> _Document excerpt_
What Is a Servo Drive?

A servo drive is a device that controls a servo motor based on the values set by the controller in a servo system.

A servo system is a system of motor drives indispensable to industrial equipment for high-speed and precision control, and it is no exaggeration to say that servo drives make this possible. The main role of servo drives is to supply power to the servo motor, so it can do its job according to the load torque of the motor.

The servo drive can be divided into two parts: the part that performs power conversion and the part that detects the motor status and performs control operations.

Uses of Servo Drives

Servo drives are used in conjunction with motors in servo systems. They have a wide range of applications, from industrial equipment to machine tools.

The industrial robots used in automobile manufacturing plants, for example, are required to accurately repeat predetermined movements. To achieve this, it is necessary to accurately supply power commensurate with the load on the motor required for the operation to be performed. Servo drives monitor the condition of the motor while supplying the precise power needed to achieve this movement and torque to the determined position.

Other suitable applications where precision movement is required include semiconductor manufacturing equipment and medical equipment.

Principle of Servo Drives

The principle function of servo drives is amplification. They provide electrical feedback while closely monitoring the motor status — including rotation angle, speed, and current — with sensors, to facilitate precise motor control. A Programmable Logic Controller (PLC) or similar device is generally used as the controller for the amplification, setting the set values, and transmitting the information.

The servo drive supplies the necessary power to control the target set values, but for more accurate control, it is necessary to monitor whether the servo motor operation has reached the set values and to provide appropriate feedback. For this purpose, servo drives usually have a built-in sensor called an encoder.

The encoder comprises a disk with a slit and a built-in photodiode to detect the angular velocity and speed of the motor. Since the disk rotates in conjunction with the motor rotor, the speed and number of rotations can be monitored by detecting optical signals passing through the slits.

The photodiode detects these optical signals, converts them to an electrical current, and feeds it back to the amplifier. The amplifier generally uses the Pulse-width modulation (PWM) method to drive the motor by converting alternating current to direct current and then to an arbitrary frequency. This block consists of a converter section, a smoothing circuit section, and an inverter section. Encoder information is usually fed back to the inverter section.

> _Given material_
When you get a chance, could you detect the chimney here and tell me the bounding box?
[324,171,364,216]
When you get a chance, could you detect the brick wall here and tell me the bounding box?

> _Things to do_
**a.** Answer these questions from the servo drive text, please:
(i) Into which two parts can a servo drive be divided?
(ii) What built-in sensor do servo drives usually have?
(iii) Which three sections make up the amplifier block?
**b.** Decide whether each statement agrees with the servo drive text. Answer yes or no and quote the words that settle it.
(i) Semiconductor manufacturing equipment is named as an application for servo drives.
(ii) The encoder's disk rotates independently of the motor rotor.
(iii) Encoder information is usually fed back to the converter section.

> _Results for each task_
**a.**
(i) The part that performs power conversion, and the part that detects the motor status and performs control operations.
(ii) An encoder.
(iii) A converter section, a smoothing circuit section, and an inverter section.

**b.**
(i) Yes: "Other suitable applications where precision movement is required include semiconductor manufacturing equipment and medical equipment."
(ii) No: "the disk rotates in conjunction with the motor rotor"
(iii) No: "Encoder information is usually fed back to the inverter section."